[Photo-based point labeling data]
- - -

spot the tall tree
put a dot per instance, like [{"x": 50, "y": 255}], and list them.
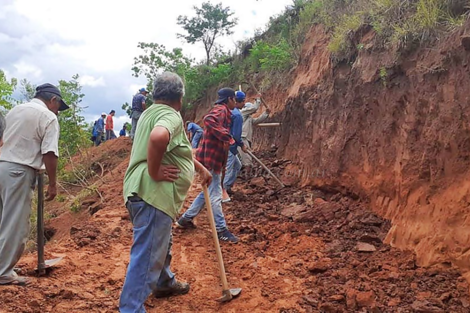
[
  {"x": 156, "y": 59},
  {"x": 73, "y": 128},
  {"x": 6, "y": 91},
  {"x": 210, "y": 22},
  {"x": 27, "y": 90}
]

- - -

» **REQUEST**: Please convert every line of the entries above into a two-column Markdown table headed Row and Line, numbering the rows in order and skipping blank lines. Leave the pictures out of the answer.

» **SOLUTION**:
| Row | Line |
|---|---|
| 1 | spot the tall tree |
| 2 | put a dot per instance, like [{"x": 50, "y": 255}], and list them. |
| 3 | [ |
| 4 |   {"x": 156, "y": 59}, |
| 5 |   {"x": 73, "y": 128}, |
| 6 |   {"x": 6, "y": 91}, |
| 7 |   {"x": 210, "y": 22}, |
| 8 |   {"x": 27, "y": 90} |
| 9 | ] |